[Records from a point labeling set]
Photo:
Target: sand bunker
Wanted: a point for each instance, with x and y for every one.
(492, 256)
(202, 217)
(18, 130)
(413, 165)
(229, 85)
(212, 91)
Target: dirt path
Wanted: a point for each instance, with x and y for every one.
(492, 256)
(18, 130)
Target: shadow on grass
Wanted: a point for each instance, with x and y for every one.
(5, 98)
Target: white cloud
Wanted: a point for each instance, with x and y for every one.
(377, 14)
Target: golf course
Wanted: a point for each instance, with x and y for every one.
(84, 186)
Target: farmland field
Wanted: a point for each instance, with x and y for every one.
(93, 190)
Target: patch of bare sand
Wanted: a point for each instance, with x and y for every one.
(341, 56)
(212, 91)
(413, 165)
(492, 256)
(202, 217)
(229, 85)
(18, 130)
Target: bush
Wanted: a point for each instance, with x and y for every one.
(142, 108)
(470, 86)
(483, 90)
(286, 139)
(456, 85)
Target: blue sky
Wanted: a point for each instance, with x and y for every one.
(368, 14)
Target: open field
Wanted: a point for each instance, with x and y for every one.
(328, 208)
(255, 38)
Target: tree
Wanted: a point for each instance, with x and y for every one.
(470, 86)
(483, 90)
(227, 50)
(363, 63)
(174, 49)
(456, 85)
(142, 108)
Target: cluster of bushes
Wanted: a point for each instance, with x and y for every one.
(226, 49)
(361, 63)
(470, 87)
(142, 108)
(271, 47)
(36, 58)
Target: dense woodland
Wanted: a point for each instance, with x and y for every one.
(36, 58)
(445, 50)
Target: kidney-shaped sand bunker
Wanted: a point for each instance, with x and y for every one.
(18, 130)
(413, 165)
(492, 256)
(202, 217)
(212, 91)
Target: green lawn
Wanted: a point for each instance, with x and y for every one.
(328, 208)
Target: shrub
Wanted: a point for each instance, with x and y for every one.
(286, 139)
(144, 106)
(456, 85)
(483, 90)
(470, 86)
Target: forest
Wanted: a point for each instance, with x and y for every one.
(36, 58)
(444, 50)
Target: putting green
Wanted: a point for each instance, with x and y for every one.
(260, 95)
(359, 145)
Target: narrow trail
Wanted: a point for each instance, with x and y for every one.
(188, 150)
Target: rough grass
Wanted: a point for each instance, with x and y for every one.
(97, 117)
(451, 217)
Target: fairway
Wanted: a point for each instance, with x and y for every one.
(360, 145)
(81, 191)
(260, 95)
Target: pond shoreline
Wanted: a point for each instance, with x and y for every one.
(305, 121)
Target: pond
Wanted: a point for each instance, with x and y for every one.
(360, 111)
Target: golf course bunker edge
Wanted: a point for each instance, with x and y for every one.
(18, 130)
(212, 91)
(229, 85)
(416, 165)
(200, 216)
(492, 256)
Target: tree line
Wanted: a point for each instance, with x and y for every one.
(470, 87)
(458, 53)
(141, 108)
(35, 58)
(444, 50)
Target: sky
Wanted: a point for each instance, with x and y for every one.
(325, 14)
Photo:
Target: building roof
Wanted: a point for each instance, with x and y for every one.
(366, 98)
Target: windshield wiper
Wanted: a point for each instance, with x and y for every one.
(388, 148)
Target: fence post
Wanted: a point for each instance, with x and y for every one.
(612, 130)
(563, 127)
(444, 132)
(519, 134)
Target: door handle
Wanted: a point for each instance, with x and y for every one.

* TASK TO CARRY OUT
Return every record above exactly as it appears.

* RESULT BELOW
Photo:
Target: sand bunker
Wanted: a point for each instance, with x and y for every one.
(492, 256)
(202, 217)
(18, 130)
(413, 165)
(229, 85)
(212, 91)
Target: dirt path
Wanted: a point for each instance, with x and y for every one.
(492, 256)
(18, 130)
Target: shadow on grass
Wanted: a point for each instance, with x and y for every one.
(5, 98)
Target: white cloud
Wanted: a point for each instance, with x and y for every one.
(377, 14)
Target: golf course
Wanted: a point for each instance, with x and y for every one.
(84, 186)
Target: farmland field
Wanted: a point for each instance, with x and y for every one.
(93, 190)
Target: patch of bare sand
Wanted: a point for each instance, with x and y for every one.
(341, 56)
(212, 91)
(413, 165)
(492, 256)
(202, 217)
(229, 85)
(18, 130)
Target: bush
Wanted: a point for each instance, with x and y for every one.
(142, 108)
(470, 86)
(483, 90)
(286, 139)
(456, 85)
Target: blue sky
Wanted: a point for each instance, with x and y for every one.
(368, 14)
Target: open field
Wanted: a point for each instance, with x and y for every one.
(328, 208)
(255, 38)
Target: tree
Wanted: a point for each instance, with x and y for every one.
(470, 86)
(483, 90)
(227, 50)
(363, 63)
(174, 49)
(456, 85)
(142, 108)
Target: cluster of bushes
Wanted: a point for each instance, with x and y for every one.
(226, 49)
(361, 63)
(470, 87)
(142, 108)
(271, 47)
(36, 58)
Target: dense woodland
Wanted: a point for each instance, with x and y for every one.
(36, 58)
(445, 50)
Target: kidney-shaped sand bunker
Wanted: a point for each instance, with x and y for every one.
(18, 130)
(413, 165)
(492, 256)
(202, 217)
(212, 91)
Target: green lawn
Wanted: a point for each instance, with x and y for every one.
(328, 208)
Target: shrub
Wanted: a point for each instance, with x and y for every one.
(286, 139)
(144, 106)
(456, 85)
(483, 90)
(470, 86)
Target: forest
Wanted: a point for each instance, with x and y for every one.
(36, 58)
(444, 50)
Target: putting green
Wanted: a point for each instance, with x and y for every one.
(260, 95)
(359, 145)
Target: narrow trail
Wanted: a point for each instance, with x and y for every one.
(188, 150)
Target: rough grass
Wanted: a point for each instance, with x and y for every one.
(97, 117)
(451, 217)
Target: fairway
Wanted: a point for each instance, with x and y for every one.
(360, 145)
(81, 191)
(260, 95)
Target: pond shoreline
Wanted: a point for each instance, with x and y for every one.
(305, 121)
Target: pond
Wanted: a point for each instance, with x and y for every one.
(360, 111)
Target: golf course bunker edge
Wanted: a point for each instance, with x and y for every one.
(18, 130)
(212, 91)
(229, 85)
(416, 165)
(200, 216)
(492, 256)
Target: tree line
Wanted: a point for each instance, with x and y for every one.
(470, 87)
(458, 53)
(141, 108)
(35, 58)
(444, 50)
Target: sky
Wanted: a point for each instance, with x and y for every one.
(325, 14)
Photo:
Target: building roof
Wanted: a point for each instance, with x and y for every one.
(366, 98)
Target: windshield wiper
Wanted: a point for each instance, with x and y for every one.
(388, 148)
Target: fence post
Wanted: a point for each instance, with x and y for every one.
(612, 130)
(563, 127)
(444, 132)
(519, 134)
Target: door handle
Wanted: a point for each instance, with x and y for every one.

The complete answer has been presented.